◆ What needs to be done ◆
Please output only the lines that run from the line containing "Mark a point on every instance of the short" through the end of the material below, exactly.

◆ Records supplied ◆

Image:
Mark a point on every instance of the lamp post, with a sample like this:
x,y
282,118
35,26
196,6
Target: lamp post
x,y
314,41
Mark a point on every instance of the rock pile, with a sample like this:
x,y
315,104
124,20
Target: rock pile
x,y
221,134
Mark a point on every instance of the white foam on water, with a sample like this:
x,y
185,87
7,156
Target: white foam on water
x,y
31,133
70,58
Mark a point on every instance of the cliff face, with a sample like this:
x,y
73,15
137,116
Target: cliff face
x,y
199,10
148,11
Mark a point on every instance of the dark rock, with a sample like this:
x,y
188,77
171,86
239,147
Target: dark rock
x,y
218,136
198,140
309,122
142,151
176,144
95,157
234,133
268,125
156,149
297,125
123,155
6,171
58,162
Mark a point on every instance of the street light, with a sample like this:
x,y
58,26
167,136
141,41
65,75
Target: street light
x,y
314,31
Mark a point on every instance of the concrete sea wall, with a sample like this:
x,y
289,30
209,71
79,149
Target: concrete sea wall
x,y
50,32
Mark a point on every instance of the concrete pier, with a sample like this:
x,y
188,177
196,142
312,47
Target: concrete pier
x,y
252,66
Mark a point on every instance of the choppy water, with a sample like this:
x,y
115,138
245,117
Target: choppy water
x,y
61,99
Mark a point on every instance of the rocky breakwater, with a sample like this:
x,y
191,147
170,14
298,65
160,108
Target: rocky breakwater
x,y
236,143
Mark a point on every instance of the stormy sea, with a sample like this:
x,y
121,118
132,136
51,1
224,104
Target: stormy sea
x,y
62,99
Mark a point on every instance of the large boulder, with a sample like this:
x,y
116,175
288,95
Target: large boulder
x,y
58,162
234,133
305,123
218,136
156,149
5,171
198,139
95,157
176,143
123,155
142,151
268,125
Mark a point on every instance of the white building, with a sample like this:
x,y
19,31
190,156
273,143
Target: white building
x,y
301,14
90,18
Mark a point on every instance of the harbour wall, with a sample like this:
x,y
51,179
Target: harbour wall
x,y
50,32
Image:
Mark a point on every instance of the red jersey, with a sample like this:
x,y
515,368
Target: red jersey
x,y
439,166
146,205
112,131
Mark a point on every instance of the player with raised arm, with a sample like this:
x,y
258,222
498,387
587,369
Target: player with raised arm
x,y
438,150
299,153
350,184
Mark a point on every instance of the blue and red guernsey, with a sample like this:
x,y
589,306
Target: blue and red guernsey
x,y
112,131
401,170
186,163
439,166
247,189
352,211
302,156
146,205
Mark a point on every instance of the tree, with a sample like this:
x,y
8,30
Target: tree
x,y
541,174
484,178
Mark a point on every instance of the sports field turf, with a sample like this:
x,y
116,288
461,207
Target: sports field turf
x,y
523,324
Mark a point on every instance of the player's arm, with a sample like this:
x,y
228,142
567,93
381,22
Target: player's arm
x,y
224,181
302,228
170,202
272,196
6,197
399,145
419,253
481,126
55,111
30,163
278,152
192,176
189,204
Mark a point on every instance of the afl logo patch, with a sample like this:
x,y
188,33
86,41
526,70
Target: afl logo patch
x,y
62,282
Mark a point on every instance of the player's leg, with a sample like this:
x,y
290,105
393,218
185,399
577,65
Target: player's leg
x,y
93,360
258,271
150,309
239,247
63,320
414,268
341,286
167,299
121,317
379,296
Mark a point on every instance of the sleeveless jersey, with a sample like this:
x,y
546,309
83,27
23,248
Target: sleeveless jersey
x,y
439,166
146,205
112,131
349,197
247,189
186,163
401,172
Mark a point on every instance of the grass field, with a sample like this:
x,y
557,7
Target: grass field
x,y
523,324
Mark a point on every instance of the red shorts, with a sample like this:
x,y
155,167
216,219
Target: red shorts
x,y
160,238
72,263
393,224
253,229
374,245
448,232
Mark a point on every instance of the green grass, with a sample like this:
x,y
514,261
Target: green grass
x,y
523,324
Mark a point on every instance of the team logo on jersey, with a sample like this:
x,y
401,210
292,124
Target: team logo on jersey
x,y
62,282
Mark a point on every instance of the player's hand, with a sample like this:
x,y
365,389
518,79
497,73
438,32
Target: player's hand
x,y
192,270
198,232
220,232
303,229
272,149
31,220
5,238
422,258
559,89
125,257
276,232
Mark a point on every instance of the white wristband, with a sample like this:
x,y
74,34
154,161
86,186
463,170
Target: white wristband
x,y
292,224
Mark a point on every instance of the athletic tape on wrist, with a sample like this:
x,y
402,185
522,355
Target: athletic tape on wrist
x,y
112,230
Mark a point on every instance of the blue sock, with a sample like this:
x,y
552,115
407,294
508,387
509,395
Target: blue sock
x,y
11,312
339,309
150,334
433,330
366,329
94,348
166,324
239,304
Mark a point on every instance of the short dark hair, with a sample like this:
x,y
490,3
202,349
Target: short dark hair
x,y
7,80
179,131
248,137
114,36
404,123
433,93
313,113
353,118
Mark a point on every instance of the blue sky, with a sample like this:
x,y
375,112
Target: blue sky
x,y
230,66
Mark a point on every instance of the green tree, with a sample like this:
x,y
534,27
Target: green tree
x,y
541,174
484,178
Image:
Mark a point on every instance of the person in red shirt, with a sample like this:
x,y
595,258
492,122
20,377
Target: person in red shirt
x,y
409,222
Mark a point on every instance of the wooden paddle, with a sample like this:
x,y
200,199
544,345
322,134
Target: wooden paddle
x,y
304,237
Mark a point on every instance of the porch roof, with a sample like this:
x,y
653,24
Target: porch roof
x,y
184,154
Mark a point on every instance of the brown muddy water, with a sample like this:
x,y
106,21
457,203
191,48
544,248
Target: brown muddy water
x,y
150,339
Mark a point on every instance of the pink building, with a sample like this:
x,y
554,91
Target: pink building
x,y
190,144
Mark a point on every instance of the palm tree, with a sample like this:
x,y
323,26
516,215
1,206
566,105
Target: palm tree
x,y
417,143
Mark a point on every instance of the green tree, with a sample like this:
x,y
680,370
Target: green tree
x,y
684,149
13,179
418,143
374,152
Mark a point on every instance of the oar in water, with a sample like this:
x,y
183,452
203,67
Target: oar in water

◆ Expected output ◆
Mark a point on every instance of the short dark hair, with a sample like this:
x,y
490,3
202,349
Target: short dark hair
x,y
7,80
179,131
248,137
114,36
404,123
433,93
313,113
353,118
Mark a point on every instance of the blue sky, with a sample like this:
x,y
375,112
Target: blue sky
x,y
230,66
Mark a point on every instance of the green tree, with a sample like this:
x,y
534,27
Target: green tree
x,y
541,174
484,178
Image:
Mark a point on every instance of the person in red shirt, with a sample like this:
x,y
595,258
492,122
20,377
Target: person in red shirt
x,y
409,222
Mark a point on every instance of the wooden paddle, with a sample like this:
x,y
200,199
544,345
322,134
Target: wooden paddle
x,y
304,237
Mark a point on every instance of the porch roof, with a sample like this:
x,y
653,24
Target: porch roof
x,y
184,154
Mark a point on every instance of the brown muddy water, with a sample like this:
x,y
106,21
457,203
191,48
544,248
Target: brown muddy water
x,y
150,339
Mark a point on every instance of the pink building, with a sample like this:
x,y
554,91
Target: pink building
x,y
190,144
Mark a point on every instance of the palm tree, with a sample like this:
x,y
323,26
516,215
1,206
566,105
Target: palm tree
x,y
417,143
Mark a point on every instance of the green tree, with a sample like this:
x,y
680,370
Target: green tree
x,y
684,149
13,179
418,143
374,152
Mark a point on every instance of the oar in water, with a sample like this:
x,y
183,452
203,67
Target: oar in water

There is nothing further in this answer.